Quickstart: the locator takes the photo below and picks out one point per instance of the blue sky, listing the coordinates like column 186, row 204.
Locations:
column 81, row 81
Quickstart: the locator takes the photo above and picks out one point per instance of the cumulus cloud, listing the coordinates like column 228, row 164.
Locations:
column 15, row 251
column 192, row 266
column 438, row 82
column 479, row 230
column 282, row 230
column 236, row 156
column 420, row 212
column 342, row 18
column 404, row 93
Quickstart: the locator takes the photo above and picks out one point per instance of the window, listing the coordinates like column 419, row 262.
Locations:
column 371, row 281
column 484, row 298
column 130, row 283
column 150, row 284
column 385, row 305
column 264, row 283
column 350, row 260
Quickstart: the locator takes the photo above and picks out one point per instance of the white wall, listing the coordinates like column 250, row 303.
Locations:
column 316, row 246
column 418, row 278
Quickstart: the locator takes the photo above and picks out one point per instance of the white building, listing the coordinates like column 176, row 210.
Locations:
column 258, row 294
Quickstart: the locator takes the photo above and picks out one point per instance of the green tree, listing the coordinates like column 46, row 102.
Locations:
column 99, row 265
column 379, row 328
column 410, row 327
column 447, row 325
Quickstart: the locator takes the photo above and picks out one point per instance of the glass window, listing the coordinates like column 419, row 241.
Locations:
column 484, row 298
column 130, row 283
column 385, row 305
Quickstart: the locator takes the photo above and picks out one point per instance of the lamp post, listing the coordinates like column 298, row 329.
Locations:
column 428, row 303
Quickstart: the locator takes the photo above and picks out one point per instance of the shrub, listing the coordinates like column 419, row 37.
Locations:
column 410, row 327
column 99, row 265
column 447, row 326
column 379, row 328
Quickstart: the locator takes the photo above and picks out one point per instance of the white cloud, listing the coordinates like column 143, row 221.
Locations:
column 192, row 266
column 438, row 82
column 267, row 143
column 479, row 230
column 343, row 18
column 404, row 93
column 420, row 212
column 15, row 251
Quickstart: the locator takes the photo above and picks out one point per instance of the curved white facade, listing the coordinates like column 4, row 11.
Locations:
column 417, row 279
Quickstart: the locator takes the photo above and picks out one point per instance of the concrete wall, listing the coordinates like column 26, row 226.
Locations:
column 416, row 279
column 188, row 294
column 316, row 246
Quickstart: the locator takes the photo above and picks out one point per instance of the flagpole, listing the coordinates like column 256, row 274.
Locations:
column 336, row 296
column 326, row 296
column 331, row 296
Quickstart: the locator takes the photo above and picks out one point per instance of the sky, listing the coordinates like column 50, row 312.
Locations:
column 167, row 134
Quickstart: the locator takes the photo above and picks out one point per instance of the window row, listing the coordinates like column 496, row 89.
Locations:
----------
**Objective:**
Render every line of the items above as a Markdown table with the columns Row and Line, numbering the rows in order and leaving out any blank lines.

**Exercise result:**
| Row | Line |
|---|---|
| 1 | Quickstart: the locator takes the photo below and picks out one point per instance of the blue sky, listing the coordinates like column 186, row 204. |
| 2 | Locations: |
| 3 | column 81, row 81 |
| 4 | Quickstart: the locator takes the photo above and picks out one point per instance of the cumulus cloud, listing the coordinates like column 228, row 164. |
| 5 | Locations: |
| 6 | column 15, row 251 |
| 7 | column 192, row 266 |
| 8 | column 438, row 82 |
| 9 | column 479, row 230 |
| 10 | column 282, row 230 |
| 11 | column 236, row 156 |
| 12 | column 420, row 212 |
| 13 | column 342, row 18 |
| 14 | column 404, row 93 |
| 15 | Quickstart: the locator takes the photo above and picks out one point per instance of the window, listing the coordinates like column 419, row 262. |
| 16 | Locations: |
| 17 | column 371, row 281 |
| 18 | column 484, row 298 |
| 19 | column 130, row 283 |
| 20 | column 150, row 284 |
| 21 | column 385, row 305 |
| 22 | column 264, row 283 |
| 23 | column 350, row 260 |
| 24 | Quickstart: the locator takes the photo above and picks out one point per instance of the white wall, listing the coordinates like column 250, row 303. |
| 25 | Locations: |
| 26 | column 316, row 246 |
| 27 | column 418, row 278 |
| 28 | Quickstart: the locator takes the photo above and picks out one point per instance of the white building, listing the coordinates like column 176, row 210. |
| 29 | Locations: |
| 30 | column 258, row 294 |
| 31 | Quickstart: the locator takes the photo above and picks out one point per instance of the green tree, listing the coordinates like column 46, row 102. |
| 32 | Locations: |
| 33 | column 99, row 265 |
| 34 | column 379, row 328 |
| 35 | column 410, row 327 |
| 36 | column 447, row 325 |
| 37 | Quickstart: the locator takes the photo above and picks out one point per instance of the glass window, listing the coordinates like column 419, row 241. |
| 38 | Locations: |
| 39 | column 484, row 298 |
| 40 | column 130, row 283 |
| 41 | column 385, row 305 |
| 42 | Quickstart: the locator takes the photo above and picks out one point per instance of the lamp post, listing the coordinates like column 298, row 329. |
| 43 | Locations: |
| 44 | column 428, row 303 |
| 45 | Quickstart: the locator takes the photo above and picks out one point per instance of the shrub, listing the coordinates like column 419, row 37. |
| 46 | Locations: |
| 47 | column 410, row 327 |
| 48 | column 99, row 265 |
| 49 | column 447, row 326 |
| 50 | column 379, row 328 |
| 51 | Quickstart: the locator takes the photo above and picks out one point per instance of the white cloud, listing the coordinates like column 143, row 221. |
| 52 | Locations: |
| 53 | column 192, row 266 |
| 54 | column 438, row 82 |
| 55 | column 267, row 143 |
| 56 | column 479, row 230 |
| 57 | column 343, row 18 |
| 58 | column 404, row 93 |
| 59 | column 420, row 212 |
| 60 | column 15, row 251 |
| 61 | Quickstart: the locator takes the photo above and picks out one point per instance of the curved white facade, listing the coordinates like column 4, row 11. |
| 62 | Locations: |
| 63 | column 417, row 279 |
| 64 | Quickstart: the locator takes the photo above and picks out one point per instance of the concrete wall, listing the coordinates like column 26, row 226. |
| 65 | Locations: |
| 66 | column 416, row 279 |
| 67 | column 188, row 294 |
| 68 | column 316, row 246 |
| 69 | Quickstart: the locator takes the photo above and picks out one point per instance of the flagpole, listing the coordinates like column 256, row 274. |
| 70 | Locations: |
| 71 | column 336, row 296 |
| 72 | column 326, row 296 |
| 73 | column 331, row 296 |
| 74 | Quickstart: the locator takes the photo above and picks out one point per instance of the sky, listing the coordinates like column 50, row 312. |
| 75 | Locations: |
| 76 | column 167, row 134 |
| 77 | Quickstart: the locator takes the photo above and picks out one point per instance of the window row, listing the coordinates like column 496, row 89. |
| 78 | Locations: |